** Task instructions **
Rewrite the rows below as a numbered list, starting at the row that contains "GET /detect?q=phone screen" and going through the final row, with both ends included. Leave out any blank lines.

::::

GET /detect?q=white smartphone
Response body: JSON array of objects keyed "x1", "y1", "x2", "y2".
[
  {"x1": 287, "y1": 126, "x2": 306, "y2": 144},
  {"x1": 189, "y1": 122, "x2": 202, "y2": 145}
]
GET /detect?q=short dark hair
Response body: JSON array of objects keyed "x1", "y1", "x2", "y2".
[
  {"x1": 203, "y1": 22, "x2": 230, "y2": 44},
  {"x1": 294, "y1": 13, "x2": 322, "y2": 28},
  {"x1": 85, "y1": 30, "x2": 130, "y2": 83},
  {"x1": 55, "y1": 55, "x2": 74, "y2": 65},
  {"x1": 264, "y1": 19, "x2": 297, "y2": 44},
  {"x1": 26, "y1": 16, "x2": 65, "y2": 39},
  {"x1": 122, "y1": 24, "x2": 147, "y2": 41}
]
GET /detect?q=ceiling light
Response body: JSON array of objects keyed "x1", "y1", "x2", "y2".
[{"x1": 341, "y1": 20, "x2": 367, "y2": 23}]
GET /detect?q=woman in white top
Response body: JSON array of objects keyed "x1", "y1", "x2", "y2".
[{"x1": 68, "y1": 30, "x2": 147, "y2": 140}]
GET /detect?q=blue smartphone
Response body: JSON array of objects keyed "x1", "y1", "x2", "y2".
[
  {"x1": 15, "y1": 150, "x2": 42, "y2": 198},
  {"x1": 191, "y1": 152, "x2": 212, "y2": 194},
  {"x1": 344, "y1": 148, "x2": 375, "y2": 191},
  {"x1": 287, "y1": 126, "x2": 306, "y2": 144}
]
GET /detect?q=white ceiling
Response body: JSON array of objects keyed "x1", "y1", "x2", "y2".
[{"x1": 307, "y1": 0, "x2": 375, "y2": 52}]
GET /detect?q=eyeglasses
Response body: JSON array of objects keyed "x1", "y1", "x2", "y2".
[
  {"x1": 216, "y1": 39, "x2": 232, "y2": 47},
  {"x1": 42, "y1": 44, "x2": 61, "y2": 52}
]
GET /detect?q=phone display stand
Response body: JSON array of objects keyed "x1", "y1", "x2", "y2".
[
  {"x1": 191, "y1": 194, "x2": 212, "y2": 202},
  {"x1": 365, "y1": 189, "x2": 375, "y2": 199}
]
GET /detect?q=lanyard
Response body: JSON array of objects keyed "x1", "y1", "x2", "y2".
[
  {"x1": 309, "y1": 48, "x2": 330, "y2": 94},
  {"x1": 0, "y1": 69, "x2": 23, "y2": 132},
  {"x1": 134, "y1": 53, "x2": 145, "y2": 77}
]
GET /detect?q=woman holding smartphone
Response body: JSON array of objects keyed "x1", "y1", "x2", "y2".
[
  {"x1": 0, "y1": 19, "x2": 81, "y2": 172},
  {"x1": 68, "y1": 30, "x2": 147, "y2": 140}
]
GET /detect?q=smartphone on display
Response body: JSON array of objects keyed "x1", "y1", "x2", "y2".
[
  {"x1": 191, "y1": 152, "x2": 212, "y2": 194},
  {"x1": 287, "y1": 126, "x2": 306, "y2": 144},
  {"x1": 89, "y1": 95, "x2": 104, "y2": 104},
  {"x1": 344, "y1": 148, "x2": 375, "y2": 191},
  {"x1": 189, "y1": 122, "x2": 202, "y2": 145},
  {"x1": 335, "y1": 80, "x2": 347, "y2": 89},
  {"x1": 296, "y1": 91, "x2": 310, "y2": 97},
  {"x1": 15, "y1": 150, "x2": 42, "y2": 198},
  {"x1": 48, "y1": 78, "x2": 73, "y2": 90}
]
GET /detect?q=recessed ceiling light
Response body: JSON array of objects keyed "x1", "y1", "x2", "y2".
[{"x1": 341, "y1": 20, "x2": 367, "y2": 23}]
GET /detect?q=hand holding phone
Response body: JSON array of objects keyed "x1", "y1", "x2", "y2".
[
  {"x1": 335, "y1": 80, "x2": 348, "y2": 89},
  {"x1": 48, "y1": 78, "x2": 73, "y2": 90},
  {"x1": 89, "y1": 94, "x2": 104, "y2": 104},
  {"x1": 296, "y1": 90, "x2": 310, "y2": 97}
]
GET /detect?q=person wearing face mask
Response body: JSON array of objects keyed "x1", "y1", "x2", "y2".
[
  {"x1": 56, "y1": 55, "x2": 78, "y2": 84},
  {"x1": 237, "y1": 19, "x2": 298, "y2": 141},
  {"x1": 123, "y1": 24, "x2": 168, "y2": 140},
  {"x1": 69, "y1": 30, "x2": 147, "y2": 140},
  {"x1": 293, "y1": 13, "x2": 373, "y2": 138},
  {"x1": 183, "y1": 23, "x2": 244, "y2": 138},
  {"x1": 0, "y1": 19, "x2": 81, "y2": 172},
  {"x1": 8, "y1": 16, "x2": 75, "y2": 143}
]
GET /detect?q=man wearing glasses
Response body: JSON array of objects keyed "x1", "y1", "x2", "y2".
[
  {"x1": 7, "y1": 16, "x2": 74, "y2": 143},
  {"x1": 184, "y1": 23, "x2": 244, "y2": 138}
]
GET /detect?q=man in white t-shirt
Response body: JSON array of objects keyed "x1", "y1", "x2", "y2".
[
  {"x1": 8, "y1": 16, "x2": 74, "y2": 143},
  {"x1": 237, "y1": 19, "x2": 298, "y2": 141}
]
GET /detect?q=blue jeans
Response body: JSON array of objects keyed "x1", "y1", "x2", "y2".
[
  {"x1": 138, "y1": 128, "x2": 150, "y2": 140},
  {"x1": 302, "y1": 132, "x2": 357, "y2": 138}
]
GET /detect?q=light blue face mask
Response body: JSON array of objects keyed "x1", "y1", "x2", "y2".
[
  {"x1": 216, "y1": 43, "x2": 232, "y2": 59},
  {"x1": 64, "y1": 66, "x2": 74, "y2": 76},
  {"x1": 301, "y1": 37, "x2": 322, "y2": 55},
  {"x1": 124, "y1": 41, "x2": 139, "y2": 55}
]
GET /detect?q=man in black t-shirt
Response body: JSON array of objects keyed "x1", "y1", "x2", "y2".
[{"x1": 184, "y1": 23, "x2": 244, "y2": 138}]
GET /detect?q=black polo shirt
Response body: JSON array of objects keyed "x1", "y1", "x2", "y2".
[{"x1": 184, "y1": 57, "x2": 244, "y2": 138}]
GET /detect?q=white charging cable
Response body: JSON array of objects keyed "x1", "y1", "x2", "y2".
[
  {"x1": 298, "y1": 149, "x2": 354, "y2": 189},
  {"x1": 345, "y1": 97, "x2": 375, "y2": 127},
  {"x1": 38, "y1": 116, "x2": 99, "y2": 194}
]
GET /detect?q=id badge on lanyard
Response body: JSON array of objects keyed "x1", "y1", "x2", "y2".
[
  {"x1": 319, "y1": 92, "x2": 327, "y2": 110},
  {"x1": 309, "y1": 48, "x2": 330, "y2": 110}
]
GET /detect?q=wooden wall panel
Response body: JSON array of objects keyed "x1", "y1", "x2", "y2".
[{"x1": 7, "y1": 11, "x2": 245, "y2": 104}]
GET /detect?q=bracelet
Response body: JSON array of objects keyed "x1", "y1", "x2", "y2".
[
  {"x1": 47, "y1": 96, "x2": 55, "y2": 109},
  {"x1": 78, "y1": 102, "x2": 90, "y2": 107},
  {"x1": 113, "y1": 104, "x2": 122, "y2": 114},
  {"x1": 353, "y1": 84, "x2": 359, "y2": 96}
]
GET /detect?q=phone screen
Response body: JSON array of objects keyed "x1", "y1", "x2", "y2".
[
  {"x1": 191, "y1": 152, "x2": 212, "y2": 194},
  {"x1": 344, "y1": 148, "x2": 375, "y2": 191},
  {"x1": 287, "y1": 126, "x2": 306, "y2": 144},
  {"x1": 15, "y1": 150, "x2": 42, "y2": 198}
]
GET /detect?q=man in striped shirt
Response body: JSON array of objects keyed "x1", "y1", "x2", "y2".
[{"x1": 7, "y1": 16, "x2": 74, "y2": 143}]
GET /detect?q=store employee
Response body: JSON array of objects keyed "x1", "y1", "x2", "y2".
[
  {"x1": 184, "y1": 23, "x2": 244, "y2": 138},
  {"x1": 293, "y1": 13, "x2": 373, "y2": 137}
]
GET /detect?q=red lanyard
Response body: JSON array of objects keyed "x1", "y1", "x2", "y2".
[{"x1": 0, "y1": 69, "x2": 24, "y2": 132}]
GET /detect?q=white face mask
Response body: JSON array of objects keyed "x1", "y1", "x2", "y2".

::::

** Answer to this problem **
1. GET /detect?q=phone screen
2. Response body: JSON array of objects keyed "x1", "y1", "x2", "y2".
3. [
4.   {"x1": 191, "y1": 152, "x2": 212, "y2": 194},
5.   {"x1": 344, "y1": 148, "x2": 375, "y2": 191},
6.   {"x1": 287, "y1": 126, "x2": 306, "y2": 144},
7.   {"x1": 15, "y1": 150, "x2": 42, "y2": 198}
8. ]
9. GET /detect?q=man in striped shirt
10. Response body: JSON array of objects keyed "x1", "y1", "x2", "y2".
11. [{"x1": 7, "y1": 16, "x2": 74, "y2": 143}]
12. GET /detect?q=store employee
13. Response body: JSON array of objects keyed "x1", "y1", "x2", "y2".
14. [
15.   {"x1": 184, "y1": 23, "x2": 244, "y2": 138},
16.   {"x1": 293, "y1": 13, "x2": 373, "y2": 137}
17. ]
18. GET /detect?q=red lanyard
19. Response body: JSON array of objects keyed "x1", "y1", "x2", "y2".
20. [{"x1": 0, "y1": 69, "x2": 24, "y2": 132}]
21. GET /detect?q=white face mask
22. Response body: JSON array of objects keyed "x1", "y1", "x2", "y2".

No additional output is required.